## Directive A
Reproduce verbatim the lines of the records starting at the line that contains "above contains hill." and ending at the line that contains "1017, 113, 1180, 283", including both.

UNITED STATES
SECURITIES AND EXCHANGE COMMISSION
Washington, D.C. 20549
FORM 8-K
CURRENT REPORT
Pursuant to Section 13 or 15(d) of
The Securities Exchange Act of 1934
Date of Report (Date of earliest event reported): January 6, 2013
EPOCRATES, INC.
(Exact name of registrant as specified in its charter)
Delaware | | 001-35062 | | 94-3326769 |
(State or other jurisdiction | | (Commission File Number) | | (IRS Employer Identification No.) |
of incorporation) | | | | |
1100 Park Place, Suite 300 San Mateo, California | | 94403 |
(Address of principal executive offices) | | (Zip Code) |
Registrant’s telephone number, including area code: (650) 227-1700
Not Applicable
(Former name or former address, if changed since last report.)

## Data provided

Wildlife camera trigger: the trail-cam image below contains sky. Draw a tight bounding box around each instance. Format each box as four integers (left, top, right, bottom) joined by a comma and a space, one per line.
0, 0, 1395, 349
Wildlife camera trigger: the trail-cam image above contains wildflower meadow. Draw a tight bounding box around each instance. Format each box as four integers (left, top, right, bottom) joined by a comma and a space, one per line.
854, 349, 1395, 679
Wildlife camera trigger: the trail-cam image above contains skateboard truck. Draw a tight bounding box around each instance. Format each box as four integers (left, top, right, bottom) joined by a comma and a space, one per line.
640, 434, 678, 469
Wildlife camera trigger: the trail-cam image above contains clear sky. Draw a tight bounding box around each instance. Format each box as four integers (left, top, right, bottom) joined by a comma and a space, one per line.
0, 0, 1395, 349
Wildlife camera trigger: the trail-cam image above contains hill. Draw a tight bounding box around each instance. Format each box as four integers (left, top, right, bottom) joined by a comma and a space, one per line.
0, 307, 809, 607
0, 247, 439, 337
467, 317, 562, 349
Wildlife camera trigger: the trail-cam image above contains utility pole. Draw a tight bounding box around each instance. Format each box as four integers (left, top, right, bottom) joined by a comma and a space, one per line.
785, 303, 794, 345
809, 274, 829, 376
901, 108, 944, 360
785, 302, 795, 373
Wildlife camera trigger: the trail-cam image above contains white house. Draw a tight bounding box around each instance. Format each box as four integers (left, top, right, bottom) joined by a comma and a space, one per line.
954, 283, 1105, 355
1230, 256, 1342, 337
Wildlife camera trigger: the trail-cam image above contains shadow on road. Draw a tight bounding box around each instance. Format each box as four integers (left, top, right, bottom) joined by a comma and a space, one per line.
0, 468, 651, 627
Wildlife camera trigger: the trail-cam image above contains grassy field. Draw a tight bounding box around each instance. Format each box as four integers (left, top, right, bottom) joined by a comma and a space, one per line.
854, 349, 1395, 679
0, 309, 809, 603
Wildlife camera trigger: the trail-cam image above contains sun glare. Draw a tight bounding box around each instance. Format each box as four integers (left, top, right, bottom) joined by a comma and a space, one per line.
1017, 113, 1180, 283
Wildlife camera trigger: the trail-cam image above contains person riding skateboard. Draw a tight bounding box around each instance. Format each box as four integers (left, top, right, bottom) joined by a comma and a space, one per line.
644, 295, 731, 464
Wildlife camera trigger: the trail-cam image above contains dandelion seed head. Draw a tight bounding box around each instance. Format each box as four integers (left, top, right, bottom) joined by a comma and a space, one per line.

## Directive B
Extend the Epocrates Form 8-K report past its final line.

## Expected answer A
Wildlife camera trigger: the trail-cam image above contains hill. Draw a tight bounding box around each instance. Format each box as four integers (left, top, right, bottom) joined by a comma and a space, one per line.
0, 307, 809, 607
0, 247, 439, 337
467, 317, 562, 349
Wildlife camera trigger: the trail-cam image above contains utility pole. Draw a tight bounding box around each instance. Format each box as four integers (left, top, right, bottom) joined by a comma and a space, one per line.
785, 303, 794, 345
809, 274, 829, 376
901, 108, 944, 360
785, 302, 795, 373
Wildlife camera trigger: the trail-cam image above contains white house. Draw a tight bounding box around each instance. Format each box as four integers (left, top, right, bottom) joined by a comma and a space, one per line.
954, 283, 1105, 355
1230, 256, 1342, 337
Wildlife camera trigger: the trail-cam image above contains shadow on road. Draw a tight bounding box around each instance. Format each box as four integers (left, top, right, bottom) joined by a comma and a space, one per line.
0, 468, 651, 627
Wildlife camera trigger: the trail-cam image above contains grassy field. Draw a tight bounding box around each instance. Format each box as four integers (left, top, right, bottom) joined by a comma and a space, one per line.
854, 349, 1395, 679
0, 309, 809, 603
Wildlife camera trigger: the trail-cam image above contains sun glare. Draw a tight bounding box around each instance. Format each box as four integers (left, top, right, bottom) joined by a comma and a space, one per line.
1017, 113, 1180, 283

## Expected answer B
Check the appropriate box below if the Form 8-K filing is intended to simultaneously satisfy the filing obligation of the registrant under any of the following provisions:
o Written communications pursuant to Rule 425 under the Securities Act (17 CFR 230.425)
o Soliciting material pursuant to Rule 14a-12 under the Exchange Act (17 CFR 240.14a-12)
o Pre-commencement communications pursuant to Rule 14d-2(b) under the Exchange Act (17 CFR 240.14d-2(b))
o Pre-commencement communications pursuant to Rule 13e-4(c) under the Exchange Act (17 CFR 240.13e-4(c))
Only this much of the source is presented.